Tasks and exercises:
a: List every person named in the news briefs below.
b: Based on the news briefs below, say whether each statement agrees with the text: (i) The manners seminar had twelve children. (ii) Bonkers was shot as a nuisance. (iii) The Mayflower weather vane was stolen from the Town Hall roof in Bristol. Answer yes or no for each and quote the deciding words.

Document segment:
****************************************

Judith Re is giving tactless children a nudge toward the social graces--but not with her elbow, of course. At a weekend manners seminar in Boston, Re, 30, repeatedly admonished 12 youngsters that elbows on the table are bad form, especially at a fine luncheon featuring shrimp cocktail and caviar, which the would-be ladies and gentlemen called “slimy fish eggs.” The director of the Judith Re Academie for Instruction in the Social Graces instructed them in how to hold everything from a fork to a conversation, and gave special hints such as what to do if food gets stuck in your braces (slip off to the bathroom without explanation after dinner is finished). The seven girls and five boys, ages 8 to 12, took the lessons with polish, knowing they should brush up on their etiquette. Liz Freedman, 9, said: “I have horrible manners. Like, I can’t cut steak and stuff. . . . What if when I’m a businesswoman in the big world and my boss sees me banging at my steak with a knife or he sees me with my elbows on the table, he’ll say, ‘I don’t know about this kid.’ ”

--Perhaps a “People Crossing” sign would help. Game officials say that a deer named Bonkers, a fixture in Shoreham, Vt., may be placed in a petting zoo because it repeatedly attacked a jogger. Ellen Malone of Whiting complained that the white-tailed doe knocked her down twice and butted her dog as they were running together last week. Bonkers hangs around town because she was kept as a pet until a game warden had her released into the woods. Rumors had spread that she would be shot as a nuisance, but after several townspeople pleaded for her life, state officials said they would place her in captivity instead.

--It seems that a longtime architectural feature in New England is becoming an endangered species of sorts. Weather vanes have been making their point for more than a century, but after 13 unsolved thefts in Rhode Island in five months--and hundreds of others across New England in recent years--officials are advising that valuable vanes be moved indoors. Roaming thieves apparently use everything from grappling hooks to helicopters to get them. In Barrington, R.I., Town Manager Robert Schiedler said six weather vanes stolen this year included an 1887 copper replica of the Mayflower, estimated to be worth between $50,000 and $100,000, taken from the roof of the Town Hall. In Bristol, one of three vanes stolen was a figure of an Indian that could be worth $75,000 to a collector, officials said.

****************************************

Information supplied:
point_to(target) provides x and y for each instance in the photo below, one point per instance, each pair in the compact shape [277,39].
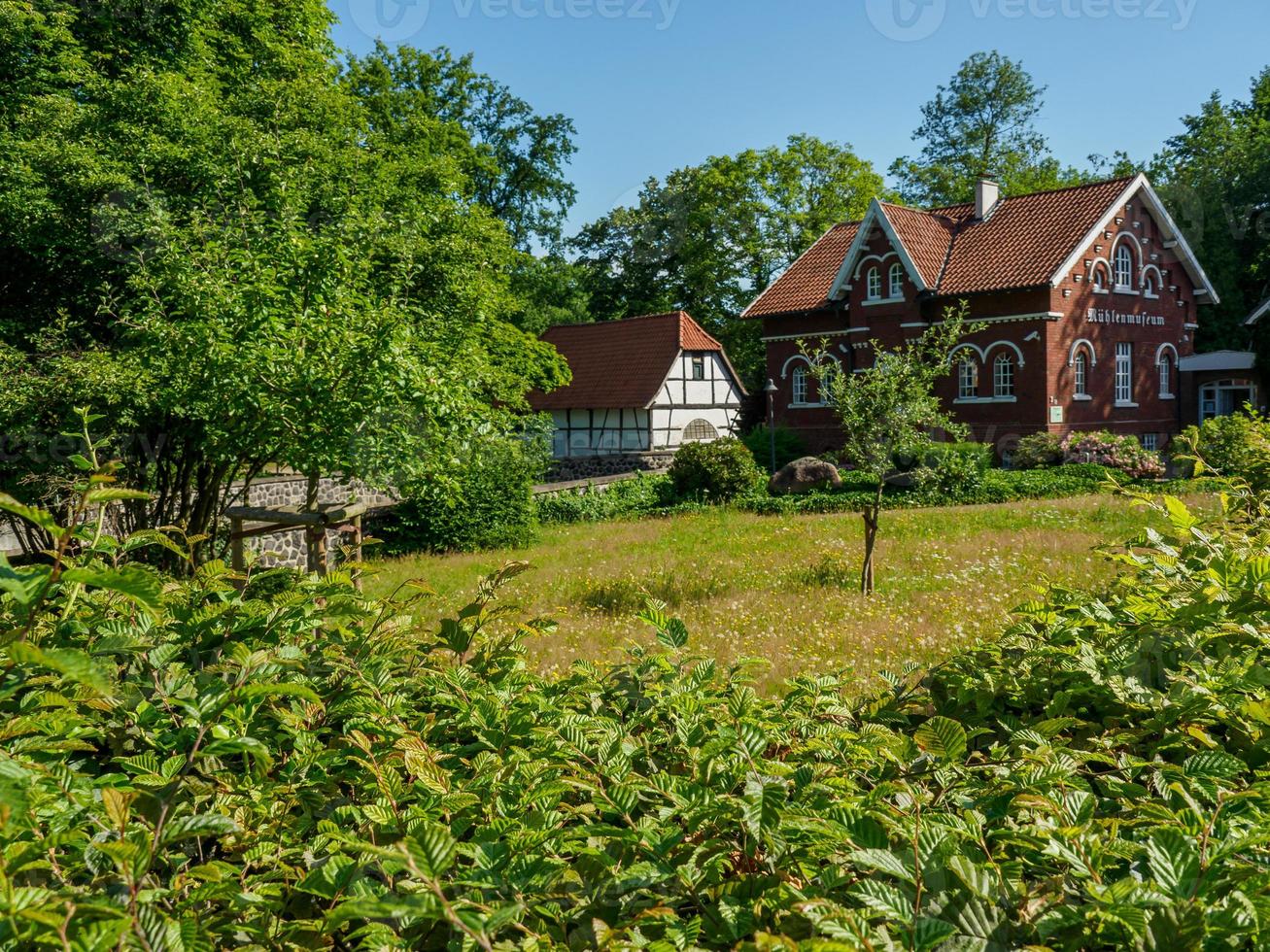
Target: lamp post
[772,390]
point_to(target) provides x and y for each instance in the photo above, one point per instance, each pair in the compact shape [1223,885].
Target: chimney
[987,193]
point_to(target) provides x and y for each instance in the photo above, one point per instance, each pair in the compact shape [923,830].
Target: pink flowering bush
[1123,454]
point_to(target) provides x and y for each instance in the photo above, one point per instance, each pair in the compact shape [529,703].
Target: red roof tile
[621,364]
[1021,244]
[925,236]
[806,286]
[1026,239]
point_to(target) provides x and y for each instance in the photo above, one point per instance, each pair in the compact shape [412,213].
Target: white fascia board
[1171,231]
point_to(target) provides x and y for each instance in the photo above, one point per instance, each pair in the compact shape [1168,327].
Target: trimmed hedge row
[653,495]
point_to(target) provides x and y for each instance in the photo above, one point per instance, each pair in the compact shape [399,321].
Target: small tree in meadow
[889,412]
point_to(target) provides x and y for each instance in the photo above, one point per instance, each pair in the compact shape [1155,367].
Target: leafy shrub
[488,503]
[1123,454]
[1038,451]
[187,766]
[1236,446]
[790,446]
[978,456]
[714,471]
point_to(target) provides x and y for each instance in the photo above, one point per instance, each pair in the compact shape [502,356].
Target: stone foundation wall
[588,467]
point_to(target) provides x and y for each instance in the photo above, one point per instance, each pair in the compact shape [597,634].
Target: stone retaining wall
[288,549]
[274,493]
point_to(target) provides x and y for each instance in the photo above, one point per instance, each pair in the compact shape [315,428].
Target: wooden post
[238,546]
[357,546]
[315,537]
[319,547]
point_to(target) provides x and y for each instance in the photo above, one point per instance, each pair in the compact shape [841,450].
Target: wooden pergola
[251,522]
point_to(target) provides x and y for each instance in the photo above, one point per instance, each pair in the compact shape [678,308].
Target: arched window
[1124,268]
[700,431]
[1004,377]
[968,379]
[1166,375]
[874,285]
[801,386]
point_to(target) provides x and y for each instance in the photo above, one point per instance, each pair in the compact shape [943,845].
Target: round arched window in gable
[700,431]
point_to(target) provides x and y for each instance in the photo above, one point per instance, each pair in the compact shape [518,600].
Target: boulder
[803,476]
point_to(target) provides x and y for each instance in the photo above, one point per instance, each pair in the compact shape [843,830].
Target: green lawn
[782,589]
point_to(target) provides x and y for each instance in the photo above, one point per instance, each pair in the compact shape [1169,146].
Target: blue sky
[659,84]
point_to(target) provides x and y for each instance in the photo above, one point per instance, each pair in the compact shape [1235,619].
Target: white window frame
[874,285]
[1081,373]
[968,379]
[799,382]
[1124,373]
[1004,377]
[1124,268]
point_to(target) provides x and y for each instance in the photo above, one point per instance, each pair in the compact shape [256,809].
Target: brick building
[1090,297]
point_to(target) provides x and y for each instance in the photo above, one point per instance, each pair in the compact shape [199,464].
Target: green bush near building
[714,472]
[1236,446]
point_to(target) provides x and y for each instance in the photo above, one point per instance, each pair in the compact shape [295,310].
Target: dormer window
[1124,268]
[874,285]
[897,281]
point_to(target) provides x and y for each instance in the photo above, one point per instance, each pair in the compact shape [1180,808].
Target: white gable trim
[1258,314]
[875,216]
[1203,286]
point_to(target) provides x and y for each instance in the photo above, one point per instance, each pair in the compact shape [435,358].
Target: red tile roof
[1021,244]
[621,364]
[806,286]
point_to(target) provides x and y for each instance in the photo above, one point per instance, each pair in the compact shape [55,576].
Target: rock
[804,476]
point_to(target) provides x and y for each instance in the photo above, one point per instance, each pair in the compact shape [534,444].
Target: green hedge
[186,766]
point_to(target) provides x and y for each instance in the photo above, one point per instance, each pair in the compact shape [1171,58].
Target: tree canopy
[711,236]
[980,124]
[1216,178]
[216,243]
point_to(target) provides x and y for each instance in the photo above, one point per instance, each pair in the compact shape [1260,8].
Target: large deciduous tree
[211,243]
[1216,179]
[710,238]
[980,124]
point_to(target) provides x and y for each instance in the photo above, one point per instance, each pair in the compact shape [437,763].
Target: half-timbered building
[640,385]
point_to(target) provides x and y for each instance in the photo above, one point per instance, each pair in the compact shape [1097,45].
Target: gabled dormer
[879,261]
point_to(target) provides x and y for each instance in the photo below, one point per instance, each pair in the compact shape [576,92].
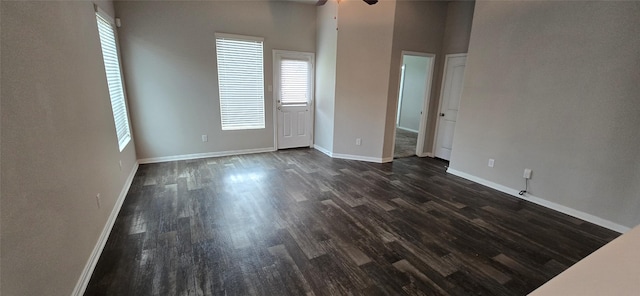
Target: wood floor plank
[296,222]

****************************************

Solutions:
a:
Judith Re
Liz Freedman
Ellen Malone
Robert Schiedler

b:
(i) Yes: "repeatedly admonished 12 youngsters that elbows on the table are bad form"
(ii) No: "state officials said they would place her in captivity instead"
(iii) No: "In Barrington, R.I., Town Manager Robert Schiedler said six weather vanes stolen this year included an 1887 copper replica of the Mayflower"